### SELECTED PASSAGE

↓

This class and this textbook use a CC BY NC license. We, the authors, have elected to use this license because it allows other instructors to retain a copy of the book, reuse it, revise it, remix it, and redistribute it as they wish. You can read more about this approach from David Wiley, an open education advocate.

You may be asked to create materials that can be incorporated in this textbook. Our hope is that by doing this, you and your peers will improve this textbook, and help future students learn about information and sources. If your material is included, we require it to be licensed as CC BY NC.

At the University of Kansas, you retain the copyright to any work you have created for class, according to the university’s copyright policy. If your work is chosen to be included in the textbook, your instructor will ask for your permission to openly license your material. This will not mean that you relinquish your copyright. Rather, the open license will permit users of the textbook to freely retain, reuse, revise, remix, and redistribute your work while giving you credit.

↑

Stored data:
↓

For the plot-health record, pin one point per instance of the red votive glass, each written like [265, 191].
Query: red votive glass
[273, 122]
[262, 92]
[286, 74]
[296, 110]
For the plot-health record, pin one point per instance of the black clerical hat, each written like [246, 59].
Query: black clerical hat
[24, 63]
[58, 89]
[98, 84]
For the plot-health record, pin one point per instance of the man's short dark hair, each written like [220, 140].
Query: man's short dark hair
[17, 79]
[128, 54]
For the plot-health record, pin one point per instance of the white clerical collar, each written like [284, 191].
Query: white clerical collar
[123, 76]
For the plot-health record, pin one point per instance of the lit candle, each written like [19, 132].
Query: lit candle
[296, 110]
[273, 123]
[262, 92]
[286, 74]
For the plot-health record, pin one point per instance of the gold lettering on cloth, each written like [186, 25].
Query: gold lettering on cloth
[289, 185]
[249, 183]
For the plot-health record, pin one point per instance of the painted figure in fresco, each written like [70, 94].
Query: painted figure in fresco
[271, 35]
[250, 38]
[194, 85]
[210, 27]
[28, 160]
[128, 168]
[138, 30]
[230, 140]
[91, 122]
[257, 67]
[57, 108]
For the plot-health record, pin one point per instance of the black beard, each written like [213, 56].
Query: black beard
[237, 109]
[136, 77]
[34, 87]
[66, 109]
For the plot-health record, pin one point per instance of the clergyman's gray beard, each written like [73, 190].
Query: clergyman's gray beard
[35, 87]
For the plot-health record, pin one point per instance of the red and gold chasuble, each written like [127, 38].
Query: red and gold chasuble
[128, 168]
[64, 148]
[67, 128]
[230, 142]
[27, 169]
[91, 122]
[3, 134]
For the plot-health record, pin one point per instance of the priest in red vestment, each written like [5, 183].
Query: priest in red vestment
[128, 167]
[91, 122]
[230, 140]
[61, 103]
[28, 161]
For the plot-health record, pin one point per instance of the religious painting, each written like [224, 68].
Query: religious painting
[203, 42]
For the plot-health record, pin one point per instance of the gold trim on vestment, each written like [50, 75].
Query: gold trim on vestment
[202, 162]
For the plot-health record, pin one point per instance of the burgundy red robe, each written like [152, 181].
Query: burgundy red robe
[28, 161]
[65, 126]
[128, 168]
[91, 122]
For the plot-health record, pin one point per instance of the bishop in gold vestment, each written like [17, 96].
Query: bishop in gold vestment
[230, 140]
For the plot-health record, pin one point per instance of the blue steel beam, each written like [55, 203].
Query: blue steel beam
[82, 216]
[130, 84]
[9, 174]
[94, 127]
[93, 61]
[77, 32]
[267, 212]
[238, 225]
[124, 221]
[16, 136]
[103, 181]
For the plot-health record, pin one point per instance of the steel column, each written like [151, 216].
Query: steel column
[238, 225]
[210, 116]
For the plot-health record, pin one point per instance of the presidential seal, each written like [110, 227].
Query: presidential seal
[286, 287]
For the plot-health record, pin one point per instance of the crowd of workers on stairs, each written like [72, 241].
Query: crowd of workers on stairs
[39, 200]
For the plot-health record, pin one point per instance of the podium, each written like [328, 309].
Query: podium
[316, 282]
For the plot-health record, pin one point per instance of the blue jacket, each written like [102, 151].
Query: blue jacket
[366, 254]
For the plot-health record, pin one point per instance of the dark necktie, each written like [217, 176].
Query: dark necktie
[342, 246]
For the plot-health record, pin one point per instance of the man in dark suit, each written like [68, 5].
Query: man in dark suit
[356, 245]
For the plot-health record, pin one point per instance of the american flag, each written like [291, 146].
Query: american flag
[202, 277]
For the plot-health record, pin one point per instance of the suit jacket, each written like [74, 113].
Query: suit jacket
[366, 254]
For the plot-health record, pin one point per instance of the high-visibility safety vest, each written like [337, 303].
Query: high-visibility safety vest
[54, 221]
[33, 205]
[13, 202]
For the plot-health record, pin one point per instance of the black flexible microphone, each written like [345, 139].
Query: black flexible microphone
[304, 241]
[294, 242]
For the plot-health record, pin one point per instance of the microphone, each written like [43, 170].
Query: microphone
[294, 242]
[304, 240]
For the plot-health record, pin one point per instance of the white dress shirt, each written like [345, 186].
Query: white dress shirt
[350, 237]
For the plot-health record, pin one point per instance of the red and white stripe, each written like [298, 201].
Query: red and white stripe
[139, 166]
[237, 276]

↑
↓

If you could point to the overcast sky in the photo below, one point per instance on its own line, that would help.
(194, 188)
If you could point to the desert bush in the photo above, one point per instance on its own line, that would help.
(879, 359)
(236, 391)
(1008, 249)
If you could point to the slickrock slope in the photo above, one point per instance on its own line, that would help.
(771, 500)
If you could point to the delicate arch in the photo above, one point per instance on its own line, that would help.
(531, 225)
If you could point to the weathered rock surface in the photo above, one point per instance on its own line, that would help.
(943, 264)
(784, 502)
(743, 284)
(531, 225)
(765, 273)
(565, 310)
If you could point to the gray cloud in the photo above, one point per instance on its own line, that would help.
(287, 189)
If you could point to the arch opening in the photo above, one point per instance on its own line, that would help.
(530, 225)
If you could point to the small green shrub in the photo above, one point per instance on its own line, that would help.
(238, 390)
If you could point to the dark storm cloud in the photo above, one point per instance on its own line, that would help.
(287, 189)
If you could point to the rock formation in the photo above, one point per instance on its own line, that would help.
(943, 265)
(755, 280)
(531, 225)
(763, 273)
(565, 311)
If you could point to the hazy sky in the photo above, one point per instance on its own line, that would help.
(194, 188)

↑

### REQUEST
In the passage on textbook licensing, which license is required for student material that gets included in the textbook?

### WRITTEN REPLY
CC BY NC.